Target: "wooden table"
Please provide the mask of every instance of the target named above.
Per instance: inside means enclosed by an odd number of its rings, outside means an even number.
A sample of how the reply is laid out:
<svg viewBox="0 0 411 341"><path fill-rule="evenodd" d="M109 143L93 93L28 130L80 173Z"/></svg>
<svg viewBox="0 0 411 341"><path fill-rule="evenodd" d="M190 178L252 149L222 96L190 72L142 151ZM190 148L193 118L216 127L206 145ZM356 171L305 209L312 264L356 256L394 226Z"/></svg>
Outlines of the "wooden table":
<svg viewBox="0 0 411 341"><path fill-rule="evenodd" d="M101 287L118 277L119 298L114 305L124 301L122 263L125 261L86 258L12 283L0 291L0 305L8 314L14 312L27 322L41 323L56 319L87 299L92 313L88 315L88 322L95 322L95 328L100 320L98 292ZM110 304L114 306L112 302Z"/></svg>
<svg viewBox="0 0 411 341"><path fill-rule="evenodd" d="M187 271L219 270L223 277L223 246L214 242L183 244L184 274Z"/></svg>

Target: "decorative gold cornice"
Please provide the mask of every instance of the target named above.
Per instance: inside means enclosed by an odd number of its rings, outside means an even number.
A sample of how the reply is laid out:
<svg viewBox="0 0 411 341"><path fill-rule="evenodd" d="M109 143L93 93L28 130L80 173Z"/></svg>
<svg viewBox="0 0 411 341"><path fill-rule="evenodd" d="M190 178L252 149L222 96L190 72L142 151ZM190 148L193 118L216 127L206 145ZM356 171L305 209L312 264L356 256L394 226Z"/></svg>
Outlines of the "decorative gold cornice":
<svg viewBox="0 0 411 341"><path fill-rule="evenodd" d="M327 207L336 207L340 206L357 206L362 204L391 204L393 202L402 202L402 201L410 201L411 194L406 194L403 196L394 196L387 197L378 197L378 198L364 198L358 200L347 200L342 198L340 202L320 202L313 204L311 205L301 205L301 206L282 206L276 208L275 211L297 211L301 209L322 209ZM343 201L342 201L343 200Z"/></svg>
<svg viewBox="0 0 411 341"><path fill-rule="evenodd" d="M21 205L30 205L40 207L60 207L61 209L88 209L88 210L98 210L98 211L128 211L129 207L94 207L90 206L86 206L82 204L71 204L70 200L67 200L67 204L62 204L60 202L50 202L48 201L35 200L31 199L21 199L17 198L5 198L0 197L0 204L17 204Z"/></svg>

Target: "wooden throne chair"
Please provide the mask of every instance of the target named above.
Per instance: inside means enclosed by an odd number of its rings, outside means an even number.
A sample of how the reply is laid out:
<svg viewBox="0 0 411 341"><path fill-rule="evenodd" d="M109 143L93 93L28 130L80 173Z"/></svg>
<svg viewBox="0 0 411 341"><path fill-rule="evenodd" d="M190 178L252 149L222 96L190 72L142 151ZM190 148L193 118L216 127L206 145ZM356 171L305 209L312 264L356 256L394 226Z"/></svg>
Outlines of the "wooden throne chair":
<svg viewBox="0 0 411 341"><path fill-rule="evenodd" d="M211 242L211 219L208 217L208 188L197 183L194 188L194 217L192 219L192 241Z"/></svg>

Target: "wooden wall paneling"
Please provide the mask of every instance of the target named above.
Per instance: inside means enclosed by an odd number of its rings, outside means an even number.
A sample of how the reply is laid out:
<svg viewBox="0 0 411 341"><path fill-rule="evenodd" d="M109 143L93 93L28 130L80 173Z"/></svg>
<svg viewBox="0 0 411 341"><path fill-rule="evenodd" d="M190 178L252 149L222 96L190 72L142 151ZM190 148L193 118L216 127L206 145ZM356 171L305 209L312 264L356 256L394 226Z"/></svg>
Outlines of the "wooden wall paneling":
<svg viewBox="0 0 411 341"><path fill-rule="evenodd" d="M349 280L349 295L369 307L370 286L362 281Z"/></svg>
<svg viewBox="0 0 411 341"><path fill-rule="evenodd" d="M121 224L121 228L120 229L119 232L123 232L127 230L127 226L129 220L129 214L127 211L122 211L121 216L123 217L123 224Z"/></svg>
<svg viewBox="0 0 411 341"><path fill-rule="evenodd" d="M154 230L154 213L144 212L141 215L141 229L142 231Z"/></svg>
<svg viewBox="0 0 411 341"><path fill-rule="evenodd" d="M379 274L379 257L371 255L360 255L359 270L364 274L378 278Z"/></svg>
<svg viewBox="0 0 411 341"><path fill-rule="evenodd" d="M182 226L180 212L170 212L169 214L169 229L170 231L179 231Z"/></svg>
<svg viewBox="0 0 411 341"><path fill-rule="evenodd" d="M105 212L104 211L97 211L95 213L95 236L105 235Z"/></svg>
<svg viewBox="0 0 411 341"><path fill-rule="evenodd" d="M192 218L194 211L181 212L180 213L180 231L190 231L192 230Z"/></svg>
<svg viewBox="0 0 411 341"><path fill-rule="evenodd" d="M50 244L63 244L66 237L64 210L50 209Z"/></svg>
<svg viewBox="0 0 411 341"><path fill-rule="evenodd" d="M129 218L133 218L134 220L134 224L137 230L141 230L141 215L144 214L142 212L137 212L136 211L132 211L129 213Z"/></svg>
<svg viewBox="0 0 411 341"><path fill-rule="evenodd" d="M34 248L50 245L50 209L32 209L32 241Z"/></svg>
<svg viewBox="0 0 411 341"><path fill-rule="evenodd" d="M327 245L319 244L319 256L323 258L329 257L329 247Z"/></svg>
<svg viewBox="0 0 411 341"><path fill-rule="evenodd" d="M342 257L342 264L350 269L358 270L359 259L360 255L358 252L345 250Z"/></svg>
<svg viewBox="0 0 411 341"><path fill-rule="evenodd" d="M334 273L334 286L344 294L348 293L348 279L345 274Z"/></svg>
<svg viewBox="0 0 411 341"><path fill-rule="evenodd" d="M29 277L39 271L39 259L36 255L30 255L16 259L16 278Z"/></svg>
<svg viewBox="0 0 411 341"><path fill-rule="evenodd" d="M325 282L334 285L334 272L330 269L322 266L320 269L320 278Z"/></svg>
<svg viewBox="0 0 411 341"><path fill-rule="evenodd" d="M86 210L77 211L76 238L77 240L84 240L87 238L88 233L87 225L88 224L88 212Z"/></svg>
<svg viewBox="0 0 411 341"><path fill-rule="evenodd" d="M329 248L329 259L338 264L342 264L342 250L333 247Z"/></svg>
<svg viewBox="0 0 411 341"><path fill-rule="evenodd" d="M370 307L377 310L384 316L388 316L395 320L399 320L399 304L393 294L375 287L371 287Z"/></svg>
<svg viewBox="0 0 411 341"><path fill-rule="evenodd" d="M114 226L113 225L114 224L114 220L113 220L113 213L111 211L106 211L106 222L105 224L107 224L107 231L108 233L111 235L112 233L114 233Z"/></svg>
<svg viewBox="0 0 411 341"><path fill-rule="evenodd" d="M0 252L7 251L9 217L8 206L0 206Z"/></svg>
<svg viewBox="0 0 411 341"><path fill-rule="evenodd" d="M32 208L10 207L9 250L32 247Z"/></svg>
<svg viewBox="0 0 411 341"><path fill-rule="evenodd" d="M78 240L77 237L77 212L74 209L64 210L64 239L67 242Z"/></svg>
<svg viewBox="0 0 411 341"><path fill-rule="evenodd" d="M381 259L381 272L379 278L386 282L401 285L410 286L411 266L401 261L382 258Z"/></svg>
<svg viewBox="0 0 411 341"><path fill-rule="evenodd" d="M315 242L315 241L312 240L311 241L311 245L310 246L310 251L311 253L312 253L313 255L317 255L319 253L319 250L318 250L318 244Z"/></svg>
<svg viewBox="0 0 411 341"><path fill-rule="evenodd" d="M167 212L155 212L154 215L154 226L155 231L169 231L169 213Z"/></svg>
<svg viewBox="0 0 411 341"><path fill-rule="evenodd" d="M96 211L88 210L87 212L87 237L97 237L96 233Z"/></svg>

** Your objective **
Turn every line of the records above into a numbered list, and leave out the blank lines.

** Full response **
1. Target: "wooden table"
2. Please provide the mask of every instance of the target named above.
3. Per instance: inside means enclosed by an odd number of its rings, outside means an even number.
4. A sample of how the reply is laid out:
5. <svg viewBox="0 0 411 341"><path fill-rule="evenodd" d="M109 143L93 93L28 130L80 173Z"/></svg>
6. <svg viewBox="0 0 411 341"><path fill-rule="evenodd" d="M190 178L252 149L222 96L190 72L142 151ZM190 148L193 118L216 127L206 145ZM356 171L305 209L312 264L356 256L394 226Z"/></svg>
7. Outlines of the "wooden table":
8. <svg viewBox="0 0 411 341"><path fill-rule="evenodd" d="M101 287L118 277L119 298L114 305L124 301L122 263L125 261L86 258L12 283L0 291L0 305L8 314L14 312L27 322L41 323L56 319L87 299L92 313L88 315L88 322L95 322L95 328L100 320L98 292ZM110 304L114 306L112 302Z"/></svg>
9. <svg viewBox="0 0 411 341"><path fill-rule="evenodd" d="M187 271L219 270L223 277L223 246L214 242L183 244L184 274Z"/></svg>
10. Target: "decorative gold cornice"
11. Please provide the mask of every instance of the target named above.
12. Per instance: inside means enclosed by an odd number of its rings, outside means an even number.
13. A sample of how the reply is laid out:
14. <svg viewBox="0 0 411 341"><path fill-rule="evenodd" d="M109 143L93 93L28 130L80 173Z"/></svg>
15. <svg viewBox="0 0 411 341"><path fill-rule="evenodd" d="M190 178L252 149L222 96L190 72L142 151ZM190 148L193 118L216 127L206 145ZM356 171L305 209L312 264L356 256L394 226Z"/></svg>
16. Outlines of the "decorative gold cornice":
17. <svg viewBox="0 0 411 341"><path fill-rule="evenodd" d="M327 207L336 207L340 206L357 206L362 204L391 204L393 202L402 202L402 201L410 201L411 194L406 194L403 196L394 196L387 197L378 197L378 198L364 198L358 200L347 200L342 198L340 202L320 202L313 204L311 205L301 205L301 206L282 206L276 208L275 211L297 211L301 209L322 209ZM343 201L342 201L343 200Z"/></svg>
18. <svg viewBox="0 0 411 341"><path fill-rule="evenodd" d="M21 205L30 205L40 207L60 207L61 209L88 209L88 210L98 210L98 211L128 211L129 207L94 207L90 206L86 206L82 204L71 204L70 200L67 200L67 204L62 204L60 202L50 202L48 201L35 200L31 199L21 199L17 198L5 198L0 197L0 204L17 204Z"/></svg>
19. Target: "wooden throne chair"
20. Please provide the mask of every instance of the target named above.
21. Per instance: inside means enclosed by an odd number of its rings, outside means an even number.
22. A sample of how the reply is laid out:
23. <svg viewBox="0 0 411 341"><path fill-rule="evenodd" d="M109 143L93 93L28 130L80 173Z"/></svg>
24. <svg viewBox="0 0 411 341"><path fill-rule="evenodd" d="M190 178L252 149L222 96L190 72L142 151ZM190 148L193 118L216 127L206 145ZM356 171L305 209L312 264L356 256L394 226Z"/></svg>
25. Outlines of the "wooden throne chair":
26. <svg viewBox="0 0 411 341"><path fill-rule="evenodd" d="M211 242L211 219L208 217L208 188L197 183L194 188L194 217L192 219L192 241Z"/></svg>
27. Target: "wooden wall paneling"
28. Please provide the mask of every instance of the target named above.
29. Per instance: inside means enclosed by an odd number of its rings, outside means an even number.
30. A sample of how the reply is laid out:
31. <svg viewBox="0 0 411 341"><path fill-rule="evenodd" d="M109 143L93 93L28 130L80 173Z"/></svg>
32. <svg viewBox="0 0 411 341"><path fill-rule="evenodd" d="M190 178L252 149L222 96L190 72L142 151ZM190 148L193 118L216 127L206 145ZM356 171L305 209L312 264L356 256L394 226Z"/></svg>
33. Outlines of the "wooden wall paneling":
34. <svg viewBox="0 0 411 341"><path fill-rule="evenodd" d="M349 280L349 295L369 307L370 286L362 281Z"/></svg>
35. <svg viewBox="0 0 411 341"><path fill-rule="evenodd" d="M121 224L121 228L120 229L119 232L123 232L127 230L127 226L129 220L129 214L127 211L122 211L121 216L123 217L123 224Z"/></svg>
36. <svg viewBox="0 0 411 341"><path fill-rule="evenodd" d="M154 230L154 213L144 212L141 215L141 229L142 231Z"/></svg>
37. <svg viewBox="0 0 411 341"><path fill-rule="evenodd" d="M379 274L379 257L371 255L360 255L359 270L364 274L378 278Z"/></svg>
38. <svg viewBox="0 0 411 341"><path fill-rule="evenodd" d="M182 226L180 212L170 212L169 214L169 229L170 231L179 231Z"/></svg>
39. <svg viewBox="0 0 411 341"><path fill-rule="evenodd" d="M105 212L104 211L97 211L95 213L95 236L105 235Z"/></svg>
40. <svg viewBox="0 0 411 341"><path fill-rule="evenodd" d="M192 218L194 211L181 212L180 213L180 231L190 231L192 230Z"/></svg>
41. <svg viewBox="0 0 411 341"><path fill-rule="evenodd" d="M50 244L63 244L66 237L64 210L50 209Z"/></svg>
42. <svg viewBox="0 0 411 341"><path fill-rule="evenodd" d="M129 218L133 218L134 220L134 224L137 230L141 230L141 215L144 214L142 212L137 212L136 211L132 211L129 213Z"/></svg>
43. <svg viewBox="0 0 411 341"><path fill-rule="evenodd" d="M34 248L50 245L50 209L32 209L32 241Z"/></svg>
44. <svg viewBox="0 0 411 341"><path fill-rule="evenodd" d="M327 245L319 244L319 256L323 258L329 257L329 247Z"/></svg>
45. <svg viewBox="0 0 411 341"><path fill-rule="evenodd" d="M342 257L342 264L350 269L358 270L359 259L360 255L358 252L345 250Z"/></svg>
46. <svg viewBox="0 0 411 341"><path fill-rule="evenodd" d="M334 273L334 286L344 294L348 293L348 279L345 274Z"/></svg>
47. <svg viewBox="0 0 411 341"><path fill-rule="evenodd" d="M29 277L39 271L39 259L36 255L30 255L16 259L16 278Z"/></svg>
48. <svg viewBox="0 0 411 341"><path fill-rule="evenodd" d="M325 282L334 285L334 272L330 269L322 266L320 269L320 278Z"/></svg>
49. <svg viewBox="0 0 411 341"><path fill-rule="evenodd" d="M86 210L77 211L76 238L77 240L84 240L87 238L88 233L87 225L88 224L88 212Z"/></svg>
50. <svg viewBox="0 0 411 341"><path fill-rule="evenodd" d="M329 248L329 259L338 264L342 264L342 250L333 247Z"/></svg>
51. <svg viewBox="0 0 411 341"><path fill-rule="evenodd" d="M370 307L377 310L384 316L388 316L395 320L399 320L399 304L393 294L375 287L371 287Z"/></svg>
52. <svg viewBox="0 0 411 341"><path fill-rule="evenodd" d="M114 226L113 225L114 224L114 220L113 220L113 213L111 211L106 211L106 222L105 224L107 224L107 231L108 233L111 235L112 233L114 233Z"/></svg>
53. <svg viewBox="0 0 411 341"><path fill-rule="evenodd" d="M0 252L7 251L9 217L8 206L0 206Z"/></svg>
54. <svg viewBox="0 0 411 341"><path fill-rule="evenodd" d="M32 208L10 207L9 250L32 247Z"/></svg>
55. <svg viewBox="0 0 411 341"><path fill-rule="evenodd" d="M78 240L77 237L77 212L74 209L64 210L64 239L67 242Z"/></svg>
56. <svg viewBox="0 0 411 341"><path fill-rule="evenodd" d="M381 259L381 272L379 278L386 282L401 285L410 286L411 266L401 261L382 258Z"/></svg>
57. <svg viewBox="0 0 411 341"><path fill-rule="evenodd" d="M315 242L315 241L312 240L311 241L311 245L310 246L310 251L311 253L312 253L313 255L317 255L319 253L319 250L318 250L318 244Z"/></svg>
58. <svg viewBox="0 0 411 341"><path fill-rule="evenodd" d="M167 212L155 212L154 215L154 226L155 231L169 231L169 213Z"/></svg>
59. <svg viewBox="0 0 411 341"><path fill-rule="evenodd" d="M96 211L88 210L87 212L87 237L97 237L96 233Z"/></svg>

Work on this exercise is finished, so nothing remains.